Document excerpt:
The FRP Equipment Consisted of 8 Items:

  1. TK-721 /722 & 733: 3 Sodium Bisulphite Storage Tanks
    1. 4.0 m (13'-1 1/2' diameter x 35 ft high, flat bottom, dished top)
    2. Design pressure /temperature: + or - 20' at max. 210 degress F
    3. Weights: 13,000 lbs empty: 420,000 lbs operating
    4. Hydrostatic test in vertical position, flooded + 6 psig at top
    5. The Client had asked for groutless installation for tanks with flat bottoms, which meant they were required to have flat, smooth and square bottoms. This was especially critical for these 3 relatively tall tanks.
    6. As the tanks had flat bottom which would not withstand the loads of hydrostatic testing, the tanks had to be anchored to a steel base plate, specially designed for the hydrostatic pressure test, to prevent the flat bottom from bulging under hydrostatic load and lifting off the tank test pad.
  2. TK-224: Emergency Water Head Tank
    1. 7'-6' diameter x 10' high integral flat top, dished bottom and split steel support ring
    2. Design pressure /temperature: Atmospheric at max. 210 degrees F
    3. Weights: 3,350 lbs empty: 31,900 lbs operating
    4. 10 ft high test platform had to be built to support the tank from the support ring for the hydrostatic test in its operating position.
  3. TK-731: 30% Sulphuric Acid Surge Accumulator
    1. 10' diameter x 10' high, flat bottom, dished top
    2. Design pressure /temperature: + or - 20' WC at max. 210 degrees F.
    3. Weights: 3,400 lbs empty; 63,000 lbs operating
  4. T-709: Condensate S02 Stripper
    1. Sump tank: 6' diameter x 6' high with conical top and dished bottom with 7'-3' high skirt Stripper Tower: 3'-6' diameter x 23'-6' high with dished top
    2. Overall height = 39'-2'
    3. Design pressure /temperature: +14.9 psig at max. 210 degrees F.
    4. Weights: 3,250 lbs empty; 18,200 lbs operating; 31,000 lbs flooded hydro test
    5. Hydrostatic pressure test in vertical position, flooded +16.5 psig at top
  5. T-704: Quench Separator (Candle Filter)
    1. 12' diameter x 36' High cylindrical shell, c/w dished top and bottom and support skirt
    2. Overall height = 46'-3'
    3. Design pressure /temperature: +14.9 psig at max. 210 degrees F.

Stated problem 1:
Answer these from the FRP equipment list:
(a) What is the empty weight of TK-224?
(b) What kind of installation did the Client ask for on tanks with flat bottoms?
(c) How tall is the test platform built for TK-224's hydrostatic test?
Stated problem 2: Repeat the FRP equipment list word for word, from "4. Weights: 3,250" up to and including "Separator (Candle Filter)".

Source data:
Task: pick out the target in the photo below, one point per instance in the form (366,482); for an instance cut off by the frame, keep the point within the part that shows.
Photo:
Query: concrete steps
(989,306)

Problem solution 1:
(a) 3,350 lbs
(b) Groutless installation
(c) 10 ft high

Problem solution 2:
4. Weights: 3,250 lbs empty; 18,200 lbs operating; 31,000 lbs flooded hydro test
    5. Hydrostatic pressure test in vertical position, flooded +16.5 psig at top
  5. T-704: Quench Separator (Candle Filter)